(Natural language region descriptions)
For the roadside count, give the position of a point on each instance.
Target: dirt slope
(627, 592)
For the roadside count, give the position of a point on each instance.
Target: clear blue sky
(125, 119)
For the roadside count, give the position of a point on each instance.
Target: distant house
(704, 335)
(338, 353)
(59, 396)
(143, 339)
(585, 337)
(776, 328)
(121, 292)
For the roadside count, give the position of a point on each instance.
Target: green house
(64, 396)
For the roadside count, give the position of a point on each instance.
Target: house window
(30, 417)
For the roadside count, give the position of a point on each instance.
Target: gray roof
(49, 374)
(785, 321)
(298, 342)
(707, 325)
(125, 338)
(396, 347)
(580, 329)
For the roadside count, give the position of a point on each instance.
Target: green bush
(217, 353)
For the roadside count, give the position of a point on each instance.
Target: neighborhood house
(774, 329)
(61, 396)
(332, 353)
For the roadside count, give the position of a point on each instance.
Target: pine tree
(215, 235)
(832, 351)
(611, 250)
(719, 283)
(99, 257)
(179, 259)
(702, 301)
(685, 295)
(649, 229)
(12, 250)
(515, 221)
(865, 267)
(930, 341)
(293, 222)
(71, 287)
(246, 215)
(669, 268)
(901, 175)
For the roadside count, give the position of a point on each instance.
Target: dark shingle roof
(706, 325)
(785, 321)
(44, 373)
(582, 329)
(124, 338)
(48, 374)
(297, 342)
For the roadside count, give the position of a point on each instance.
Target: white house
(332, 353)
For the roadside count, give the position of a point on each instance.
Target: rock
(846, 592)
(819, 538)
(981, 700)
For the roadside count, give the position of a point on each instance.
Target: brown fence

Work instruction – Please return all of the entries above, exactly and completely.

Final answer –
For the roadside count, give the position of a point on each instance.
Target: dirt slope
(627, 592)
For the roadside count, give the position of a point on each instance.
Target: clear blue sky
(125, 119)
For the roadside count, give the position of a point on each instance.
Target: distant house
(704, 335)
(338, 353)
(59, 396)
(143, 339)
(585, 337)
(776, 328)
(121, 292)
For the roadside count, give the position of a point on each instance.
Target: green house
(64, 396)
For the roadside count, give the position of a point on each instance.
Target: house window
(30, 417)
For the roadside count, give the position of a point on each instance.
Target: gray roof
(49, 374)
(785, 321)
(298, 342)
(707, 325)
(125, 338)
(396, 347)
(580, 329)
For the roadside count, give the position of a point on each instance.
Target: green bush
(217, 353)
For the roadside count, give the position of a point on each instance.
Target: neighborhood house
(774, 329)
(61, 396)
(332, 353)
For the roadside count, give the position of a point on each instance.
Target: pine tree
(215, 235)
(832, 351)
(611, 250)
(719, 283)
(99, 257)
(179, 259)
(702, 301)
(685, 295)
(649, 229)
(12, 250)
(515, 221)
(865, 267)
(930, 341)
(293, 222)
(71, 287)
(246, 215)
(669, 268)
(901, 175)
For the roadside count, give the position of a point on each instance.
Target: dark shingle roof
(706, 325)
(785, 321)
(44, 373)
(582, 329)
(124, 338)
(48, 374)
(297, 342)
For the roadside count, give the position of a point on each instance.
Target: white house
(332, 353)
For the roadside count, give the position of a point on each instance.
Target: rock
(846, 592)
(819, 538)
(981, 700)
For the roadside count, give the position of a point on each instance.
Target: brown fence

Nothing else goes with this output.